BEGIN Data listing

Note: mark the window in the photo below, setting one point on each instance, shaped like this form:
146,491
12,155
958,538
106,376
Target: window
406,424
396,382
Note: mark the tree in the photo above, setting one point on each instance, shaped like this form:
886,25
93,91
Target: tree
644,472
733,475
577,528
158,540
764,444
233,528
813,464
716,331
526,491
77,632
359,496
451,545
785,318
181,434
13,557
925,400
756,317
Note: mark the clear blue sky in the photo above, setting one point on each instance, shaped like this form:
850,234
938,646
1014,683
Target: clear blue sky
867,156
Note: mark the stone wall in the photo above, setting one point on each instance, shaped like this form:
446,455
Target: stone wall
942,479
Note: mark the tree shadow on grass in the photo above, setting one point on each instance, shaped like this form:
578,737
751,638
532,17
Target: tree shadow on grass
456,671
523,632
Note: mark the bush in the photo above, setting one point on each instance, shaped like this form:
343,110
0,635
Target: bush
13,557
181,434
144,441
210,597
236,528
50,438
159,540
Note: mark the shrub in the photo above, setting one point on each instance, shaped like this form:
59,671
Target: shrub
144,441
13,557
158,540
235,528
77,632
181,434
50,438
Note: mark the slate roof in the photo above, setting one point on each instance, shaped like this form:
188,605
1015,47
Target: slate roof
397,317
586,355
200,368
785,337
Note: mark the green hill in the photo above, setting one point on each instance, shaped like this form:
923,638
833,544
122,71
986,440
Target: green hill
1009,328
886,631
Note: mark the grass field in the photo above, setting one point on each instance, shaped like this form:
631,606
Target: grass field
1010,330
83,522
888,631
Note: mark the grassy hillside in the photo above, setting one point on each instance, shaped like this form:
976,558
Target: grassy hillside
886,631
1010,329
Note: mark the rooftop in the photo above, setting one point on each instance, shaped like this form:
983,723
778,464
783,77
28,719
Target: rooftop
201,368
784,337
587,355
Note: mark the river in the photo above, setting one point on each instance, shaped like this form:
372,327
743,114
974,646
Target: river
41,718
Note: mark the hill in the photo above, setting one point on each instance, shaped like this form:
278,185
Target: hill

END Data listing

The data above needs to be given again exactly, with no line left out.

Note: mark the window in the photo below, setting one point on each instance, shaped like this form:
146,491
12,155
958,538
106,376
Target: window
406,424
396,382
Note: mark the tree in the photo above, setting one point on each instance, shaped like this form:
886,25
93,91
Target: tree
644,472
733,475
577,528
158,540
764,444
233,528
813,464
716,331
526,491
77,632
359,496
451,545
785,318
181,434
13,557
925,400
756,317
Note: mark the clear blue sky in the photo above, setting one point on each instance, shaped like this form:
850,234
938,646
1014,683
Target: clear blue sky
867,156
Note: mark the stone wall in the photo above, setting one point on each instance, shaped like this form:
446,455
Target: stone wall
942,479
Note: mark the tree shadow on grass in the photo above, setting one point on each instance, shaped like this form:
578,737
751,638
532,17
Target: tree shadow on grass
456,671
523,632
Note: mark the bush in the photo above, setting one point on each instance, shaped like this form:
343,110
0,635
Target: bush
13,557
181,434
144,441
210,597
236,528
50,438
159,540
Note: mark the shrub in the photo above, setting one point on each instance, shaped like this form:
59,671
Target: shrub
144,441
13,557
158,540
235,528
77,632
181,434
50,438
Note: mark the slate roof in the photo above, setting one point on each instance, shaped like this form:
188,605
1015,47
Target: slate roof
397,317
586,355
200,368
785,337
Note: mark the green hill in the photo above, setting one point on each instance, shaped like this form:
923,638
833,544
122,71
986,440
Target: green hill
1009,328
886,631
Note: mark the grass field in the photo above, setting one point on each instance, shaped like this form:
631,606
Target: grass field
1010,330
83,522
888,631
Note: mark the grassy hillside in the photo above, setting one point on each instance, shaped like this form:
976,558
Target: grassy hillside
886,631
1010,329
Note: mark the rooftop in the photo above, setting one point on each instance, shaped like this form:
983,723
778,464
783,77
28,719
Target: rooftop
201,368
784,337
587,355
Note: mark the river in the photo above, setting one point on each instance, shaped like this form:
372,327
743,114
974,646
Target: river
41,718
Note: mark the hill in the photo above, setting one point on each instance, shaped like this form:
278,185
Target: hill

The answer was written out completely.